= Aim =
Provide an exact copy of the data, excluding the images.

[Collection entries]
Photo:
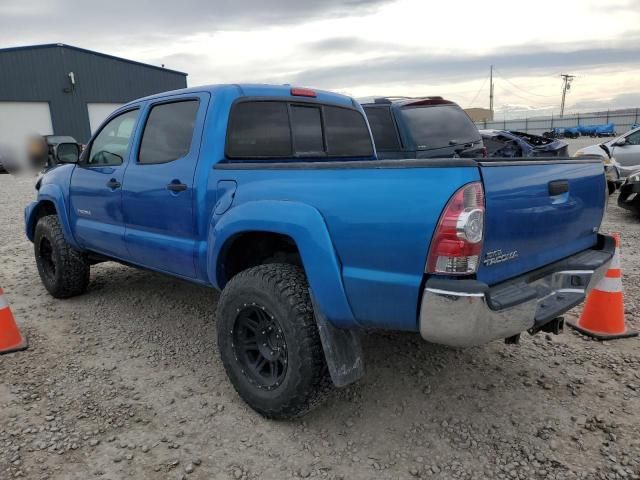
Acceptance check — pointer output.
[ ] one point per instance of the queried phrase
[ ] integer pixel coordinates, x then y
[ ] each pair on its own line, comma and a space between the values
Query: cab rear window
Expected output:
280, 129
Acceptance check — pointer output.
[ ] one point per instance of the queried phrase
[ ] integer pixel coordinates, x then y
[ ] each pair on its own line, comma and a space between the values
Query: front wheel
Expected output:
269, 341
63, 270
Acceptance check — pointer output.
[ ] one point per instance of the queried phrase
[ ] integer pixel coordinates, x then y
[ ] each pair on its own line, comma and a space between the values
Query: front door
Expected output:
95, 189
158, 186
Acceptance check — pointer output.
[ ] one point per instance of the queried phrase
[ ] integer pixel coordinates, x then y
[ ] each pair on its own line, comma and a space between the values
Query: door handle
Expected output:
113, 184
558, 187
176, 187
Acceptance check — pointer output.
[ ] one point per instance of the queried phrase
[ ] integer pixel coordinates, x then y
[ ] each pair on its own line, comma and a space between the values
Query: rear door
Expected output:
538, 212
95, 188
158, 185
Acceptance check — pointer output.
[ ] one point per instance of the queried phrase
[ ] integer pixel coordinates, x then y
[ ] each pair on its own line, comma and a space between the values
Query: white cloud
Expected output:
362, 47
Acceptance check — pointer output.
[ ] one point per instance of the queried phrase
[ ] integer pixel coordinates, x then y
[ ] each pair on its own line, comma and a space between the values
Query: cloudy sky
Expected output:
366, 47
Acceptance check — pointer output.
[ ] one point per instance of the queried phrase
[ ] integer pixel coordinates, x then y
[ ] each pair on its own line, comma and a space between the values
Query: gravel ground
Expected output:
125, 382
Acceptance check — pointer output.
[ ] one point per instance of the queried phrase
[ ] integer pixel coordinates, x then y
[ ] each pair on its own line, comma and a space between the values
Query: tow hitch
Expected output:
555, 326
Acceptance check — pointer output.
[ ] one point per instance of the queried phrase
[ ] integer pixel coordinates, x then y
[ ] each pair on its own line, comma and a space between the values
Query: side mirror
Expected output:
67, 153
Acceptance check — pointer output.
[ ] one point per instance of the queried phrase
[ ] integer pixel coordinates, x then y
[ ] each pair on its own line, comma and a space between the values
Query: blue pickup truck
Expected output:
275, 196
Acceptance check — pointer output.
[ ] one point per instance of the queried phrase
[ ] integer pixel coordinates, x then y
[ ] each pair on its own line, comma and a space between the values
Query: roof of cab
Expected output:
405, 101
252, 90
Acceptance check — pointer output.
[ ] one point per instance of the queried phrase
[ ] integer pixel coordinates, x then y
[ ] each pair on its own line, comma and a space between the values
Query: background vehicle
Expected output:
513, 144
629, 197
625, 149
428, 127
274, 195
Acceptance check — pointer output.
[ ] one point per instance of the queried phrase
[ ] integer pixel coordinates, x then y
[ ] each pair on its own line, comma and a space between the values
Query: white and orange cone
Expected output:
603, 314
11, 340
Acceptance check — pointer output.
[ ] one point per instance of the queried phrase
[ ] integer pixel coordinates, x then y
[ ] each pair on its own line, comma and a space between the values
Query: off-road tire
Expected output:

= Response below =
Photo:
Acceptance check — pointer output.
[ ] one point per instance of the queried phrase
[ ] integer pixel coordinates, x then y
[ ] each pair on its own line, comma and a space between the values
Query: cab rear window
Expected output:
280, 129
Acceptance check — pointer output.
[ ] one point per instance of the queried phrase
[ ] integer pixel coordinates, x then y
[ ] each pair on its own line, comma and a space between the values
Query: front wheel
Expected output:
269, 341
63, 270
Acceptance check — pointer output.
[ ] one point per instance of the queried phrase
[ ] integer pixel coordinates, x then y
[ ] each pair on its own line, comma and a space between the values
Query: front door
Expected output:
95, 189
158, 186
Acceptance check — pointer output.
[ ] one point per instance of the queried phrase
[ ] integer pixel coordinates, x then y
[ ] each pair on its own line, comma and a space between the values
Query: door handle
Expected output:
113, 184
558, 187
176, 187
Acceptance check — pointer output.
[ ] one point per instance of the queried phrase
[ ] integer pixel coordinates, x then y
[ ] each pair on its own line, comma and a space between the values
Query: rear door
Expected output:
538, 212
95, 188
158, 185
Acceptance check — pointer output.
[ ] one point per instance of the queried phrase
[ ] integer pixel coordinates, x then y
[ ] each pair on its own line, comma and a space between the values
Query: white cloud
Expected output:
362, 47
Acceptance check — pointer output.
[ ] one point per instance of the queried phrase
[ ] integer pixel coordinates, x then y
[ ] each pair on its own line, comma and a space between the values
Query: cloudy sky
Expected output:
366, 47
Acceptance check — pointer output.
[ ] one point per instance of the queried phrase
[ ] integer pixel coordinates, x then y
[ ] each pair on its own line, comma and a space between the values
Query: gravel ground
Expected output:
125, 382
Acceptance check — pointer output.
[ ] one point per instance of the queried phrase
[ ] integer pixel coordinates, x then y
[ ] each pair on its own line, comma and a space between the values
Query: tow hitch
Expected output:
555, 326
Acceptance check — pointer output.
[ ] one point per instance of the queried phrase
[ ] integer pixel coordinates, x then y
[ ] each pair on its own line, comma and a space between the values
Query: side mirror
Expected output:
67, 153
Acceptance check — pointer output.
[ ] one point per instance of the queried phrase
[ ] integer pixel coordinates, x then y
[ ] each pair on its own line, comma and a space between the values
Query: blue pickup truck
Expected output:
275, 196
Acceptance check — pointer output.
[ ] one point per instance of the queried phrase
[ ] integer pixel coordinates, x then y
[ ] each pair on its own line, comma and a space between the values
Query: roof of cab
Expected output:
405, 101
252, 90
Acceptance check — pointer output.
[ ] one point per instance of the queried phrase
[ ] integer pixel coordinates, x then y
[ ] each pair on its own line, comma and a space between the values
Query: background vehicle
Expected output:
513, 144
629, 197
625, 149
428, 127
274, 195
Acceptance check — pointer output.
[ ] one point per instance of the queried phrase
[ ] integer pixel coordinates, x then y
[ ] each pair on its own line, comma and a space between the values
Query: white and orange cone
Expected output:
603, 314
11, 340
Acceptance check — pointer output.
[ ] one point per instance of the queried phrase
[ ] integer pixel coordinates, x then y
[ ] each pair on its own line, comma and a space between the values
Query: off-road tire
Expected output:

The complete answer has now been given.